Contour labeling records
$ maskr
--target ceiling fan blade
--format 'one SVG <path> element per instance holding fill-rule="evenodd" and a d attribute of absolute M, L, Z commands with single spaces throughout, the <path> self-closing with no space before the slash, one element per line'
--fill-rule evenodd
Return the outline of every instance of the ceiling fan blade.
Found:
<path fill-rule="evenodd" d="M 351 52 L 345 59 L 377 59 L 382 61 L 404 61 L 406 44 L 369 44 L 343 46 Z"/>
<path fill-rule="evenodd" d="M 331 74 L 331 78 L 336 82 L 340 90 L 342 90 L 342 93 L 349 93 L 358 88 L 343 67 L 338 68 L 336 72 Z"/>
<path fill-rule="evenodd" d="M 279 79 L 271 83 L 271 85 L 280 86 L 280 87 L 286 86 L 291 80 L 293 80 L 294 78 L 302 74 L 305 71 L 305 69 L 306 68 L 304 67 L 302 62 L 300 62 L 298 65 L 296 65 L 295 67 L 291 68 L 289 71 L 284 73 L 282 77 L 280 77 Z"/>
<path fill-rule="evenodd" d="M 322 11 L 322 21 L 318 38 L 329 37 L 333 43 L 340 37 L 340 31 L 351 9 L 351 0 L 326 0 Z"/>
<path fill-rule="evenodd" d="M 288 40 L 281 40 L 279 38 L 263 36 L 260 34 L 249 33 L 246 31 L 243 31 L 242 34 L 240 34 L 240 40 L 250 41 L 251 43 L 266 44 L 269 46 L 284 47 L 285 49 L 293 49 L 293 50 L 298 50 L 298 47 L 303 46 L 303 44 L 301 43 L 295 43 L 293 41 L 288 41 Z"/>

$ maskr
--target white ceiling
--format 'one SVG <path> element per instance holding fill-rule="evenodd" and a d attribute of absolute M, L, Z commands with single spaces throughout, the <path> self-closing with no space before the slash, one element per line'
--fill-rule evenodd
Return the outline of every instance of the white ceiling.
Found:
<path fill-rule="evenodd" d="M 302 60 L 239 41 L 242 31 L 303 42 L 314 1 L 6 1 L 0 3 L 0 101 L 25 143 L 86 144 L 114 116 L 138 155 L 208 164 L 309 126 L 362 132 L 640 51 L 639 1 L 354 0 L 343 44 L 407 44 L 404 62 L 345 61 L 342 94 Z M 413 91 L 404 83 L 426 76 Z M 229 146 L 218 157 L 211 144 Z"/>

--

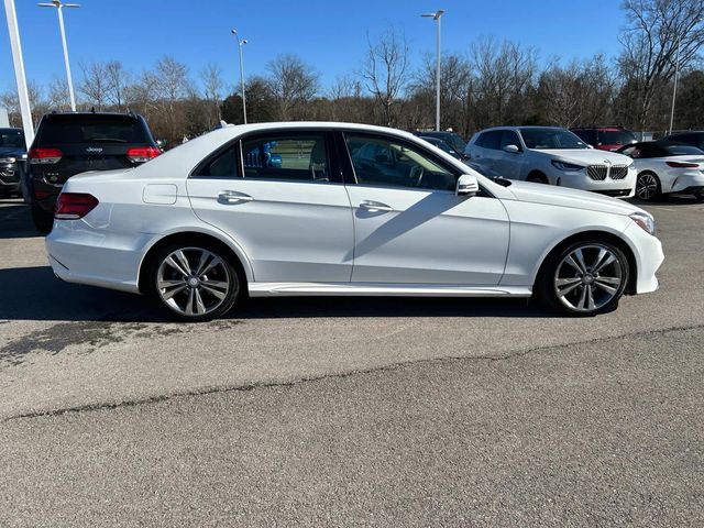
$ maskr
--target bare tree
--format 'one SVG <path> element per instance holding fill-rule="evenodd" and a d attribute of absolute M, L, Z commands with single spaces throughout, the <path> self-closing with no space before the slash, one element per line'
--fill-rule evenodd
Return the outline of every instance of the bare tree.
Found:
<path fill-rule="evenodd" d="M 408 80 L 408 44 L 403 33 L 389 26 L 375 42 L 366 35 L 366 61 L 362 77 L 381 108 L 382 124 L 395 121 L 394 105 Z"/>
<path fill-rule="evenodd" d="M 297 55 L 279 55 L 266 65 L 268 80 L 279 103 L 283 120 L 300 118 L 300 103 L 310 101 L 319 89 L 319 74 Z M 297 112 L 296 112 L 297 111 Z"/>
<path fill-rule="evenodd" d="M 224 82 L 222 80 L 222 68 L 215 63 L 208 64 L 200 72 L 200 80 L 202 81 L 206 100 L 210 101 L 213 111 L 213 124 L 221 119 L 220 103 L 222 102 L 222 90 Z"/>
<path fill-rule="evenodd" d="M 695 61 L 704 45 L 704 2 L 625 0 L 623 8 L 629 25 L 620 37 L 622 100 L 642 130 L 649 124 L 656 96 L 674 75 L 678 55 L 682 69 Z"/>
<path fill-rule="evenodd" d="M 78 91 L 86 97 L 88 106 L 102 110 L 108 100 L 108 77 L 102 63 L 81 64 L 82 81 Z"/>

---

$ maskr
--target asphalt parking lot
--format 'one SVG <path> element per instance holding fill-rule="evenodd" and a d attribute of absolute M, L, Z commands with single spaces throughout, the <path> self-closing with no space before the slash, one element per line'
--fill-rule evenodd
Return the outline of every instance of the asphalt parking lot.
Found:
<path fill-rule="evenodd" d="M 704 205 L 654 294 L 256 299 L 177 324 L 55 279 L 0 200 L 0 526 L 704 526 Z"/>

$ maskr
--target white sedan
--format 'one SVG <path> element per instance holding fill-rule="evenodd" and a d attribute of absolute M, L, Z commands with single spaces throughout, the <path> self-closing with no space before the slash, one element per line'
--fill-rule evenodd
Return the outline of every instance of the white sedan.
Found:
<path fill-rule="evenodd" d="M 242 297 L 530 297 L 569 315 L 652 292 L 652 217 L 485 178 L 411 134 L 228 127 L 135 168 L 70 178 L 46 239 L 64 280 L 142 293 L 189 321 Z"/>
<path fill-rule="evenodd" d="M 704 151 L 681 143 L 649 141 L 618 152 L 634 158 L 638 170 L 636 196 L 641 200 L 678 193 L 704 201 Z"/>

What the task requires:
How many lines in the records above contain the word "bare"? Reply with the number alone.

Answer to the exercise:
2